═════ Document text
Directed by Warren Beatty, starring Warren Beatty, Diane Keaton, Jack  Nicholson and Maureen Stapleton, color, 1981, 197 minutes

Cover of Blu-ray disk
Cover of Blue-ray disk for "Reds"

By Carter B. Horsley

"Reds" is perhaps the most intellectual film of all time.

It is about the  Russian Revolution.

It is about a young American, John Reed, who wrote a great history of that revolution, "Ten Days That Shook The World."

Its makes extensive use of fascinating new interviews of people who were involved in the revolution.

Its narrative also involves the story of Louise Bryant, who was the lover of Reed and Eugene O'Neill.

It was created during the Cold War and won an Academy Award for best direction.

Warren Beatty was widely regarded as America's sexiest man and as a major playboy, thus making his achievement in creating this epic movie all the more remarkable.  He played the lead role of John Reed and directed and produced the film.

"Reds" is the most political film of all time.

Beatty's great daring, however, was not entirely successful.  He and his three other top stars were all nominated for Academy Awards, but only Stapleton won.  Beatty and Keaton lost out to the routine and safe performances of Henry Fonda and Katherine Hepburn in "On Golden Pond" and Nicholson lost to John Gielgud in the insipid "Arthur."  The film lost Best Picture to "Chariots of Fire," that was notable mainly for its very popular score by Vangelis, the great synthesist even though it was his worst score.

The Academy Awards are more popularity contests than critical judgments so the film's three Oscars, including one for Vincent Storaro's cinematography, is still impressive given the general anti-intellectualism of America.

In his very fine review in The New York Times December 4, 1981, Vincent Canby observed that the movie is "a large, remarkably rich, romantic film that dramatizes - in a way that no other commercial movie...has ever done - the excitement of being young, idealistc, and foolish in a time when everything still seemed possible."

Canby lingers on this thought:

"Only the very narrow-minded will see the film as Communist propaganda.  Though Reed remained at his death a card-carrying Communist and was buried in the Kremlin, the movie is essentiallly as ideological as the puppy that whimpers when Louise stalks out.  'Reds' is not about Communism, but about a particular era, and a particularly moving kind of American optimism that had its roots in the 19th Century."

Reds 2

Jack Nicholson, Diane Keaton and Warren Beatty in "Reds"

Mr. Canby corrected praised the use of the "witnesses":

"there are more than two dozen of them - who make up a kind of Greek chorus, the members of which appear from time to time throughout 'Reds' to set the film in historical perspective, as much by what they remember accurately as by their gossip and by what they longer recall.  It's an extraordinary device, but 'Reds' is an extraordinary film, a big romantic adventure movie, the best since David Lean's 'Lawrence of Arabia,' as well as a commercial movie with a rare sense of history."

"The film," Mr. Canby continued, "which begins with a montage of Reed's exploits while covering Pancho Villa in Mexico in 1913, moves from Portland to Greenwich Village; to Provincetown, Mass., where Reeed and Louise helped form the famous Provincetown Players with Eugene O'Neill and others; to France, before United States entry into the war, and finally to Russia, where Reed and Louise were coverning the successful Bolshevik Revolution of 1917.  Theirs is the kind of story only a third-rate novelist would dare make up."
══════════
═════ Supplied records
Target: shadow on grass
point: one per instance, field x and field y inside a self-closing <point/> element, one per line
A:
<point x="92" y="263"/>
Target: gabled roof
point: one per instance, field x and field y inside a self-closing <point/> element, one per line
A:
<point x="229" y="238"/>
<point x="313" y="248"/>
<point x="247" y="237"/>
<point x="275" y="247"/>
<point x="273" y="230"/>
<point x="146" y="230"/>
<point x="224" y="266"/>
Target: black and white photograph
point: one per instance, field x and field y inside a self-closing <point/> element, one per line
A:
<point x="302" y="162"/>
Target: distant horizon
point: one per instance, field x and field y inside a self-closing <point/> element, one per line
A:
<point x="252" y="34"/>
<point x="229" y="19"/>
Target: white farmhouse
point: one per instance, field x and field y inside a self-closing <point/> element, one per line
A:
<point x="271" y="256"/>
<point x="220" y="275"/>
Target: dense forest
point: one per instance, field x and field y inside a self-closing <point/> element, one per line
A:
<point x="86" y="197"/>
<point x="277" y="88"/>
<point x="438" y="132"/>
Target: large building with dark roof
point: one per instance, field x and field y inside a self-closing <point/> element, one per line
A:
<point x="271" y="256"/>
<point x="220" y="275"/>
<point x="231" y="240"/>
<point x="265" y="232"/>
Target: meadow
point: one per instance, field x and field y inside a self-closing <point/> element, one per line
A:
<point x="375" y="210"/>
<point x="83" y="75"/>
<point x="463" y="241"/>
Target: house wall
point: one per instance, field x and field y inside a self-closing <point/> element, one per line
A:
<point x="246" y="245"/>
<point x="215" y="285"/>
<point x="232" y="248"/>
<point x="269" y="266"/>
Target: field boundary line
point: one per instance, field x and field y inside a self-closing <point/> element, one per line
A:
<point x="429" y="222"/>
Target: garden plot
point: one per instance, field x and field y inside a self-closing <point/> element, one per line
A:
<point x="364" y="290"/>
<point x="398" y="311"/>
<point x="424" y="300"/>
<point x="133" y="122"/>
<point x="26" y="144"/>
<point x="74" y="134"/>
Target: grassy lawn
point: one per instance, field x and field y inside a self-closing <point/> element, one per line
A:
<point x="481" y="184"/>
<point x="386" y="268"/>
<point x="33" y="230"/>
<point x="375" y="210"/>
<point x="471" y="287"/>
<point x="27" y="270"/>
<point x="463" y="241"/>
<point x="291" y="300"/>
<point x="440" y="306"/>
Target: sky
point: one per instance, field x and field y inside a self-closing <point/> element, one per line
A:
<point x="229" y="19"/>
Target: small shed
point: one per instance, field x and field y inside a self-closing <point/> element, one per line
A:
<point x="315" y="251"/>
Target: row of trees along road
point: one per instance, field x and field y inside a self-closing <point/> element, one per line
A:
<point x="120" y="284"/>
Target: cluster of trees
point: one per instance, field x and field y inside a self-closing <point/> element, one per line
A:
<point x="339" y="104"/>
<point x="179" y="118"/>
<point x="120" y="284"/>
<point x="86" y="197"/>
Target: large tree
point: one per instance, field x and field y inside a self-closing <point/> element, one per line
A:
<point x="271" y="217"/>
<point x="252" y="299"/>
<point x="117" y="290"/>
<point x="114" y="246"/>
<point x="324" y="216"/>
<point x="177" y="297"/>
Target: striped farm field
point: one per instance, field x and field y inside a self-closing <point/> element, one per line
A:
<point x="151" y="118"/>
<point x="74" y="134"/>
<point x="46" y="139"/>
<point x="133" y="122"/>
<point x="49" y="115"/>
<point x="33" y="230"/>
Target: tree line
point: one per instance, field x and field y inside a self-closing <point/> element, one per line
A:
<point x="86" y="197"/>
══════════
Print the passage of the "Reds" review from "Cover of Blu-ray" up to and including "in the revolution.", word for word.

Cover of Blu-ray disk
Cover of Blue-ray disk for "Reds"

By Carter B. Horsley

"Reds" is perhaps the most intellectual film of all time.

It is about the  Russian Revolution.

It is about a young American, John Reed, who wrote a great history of that revolution, "Ten Days That Shook The World."

Its makes extensive use of fascinating new interviews of people who were involved in the revolution.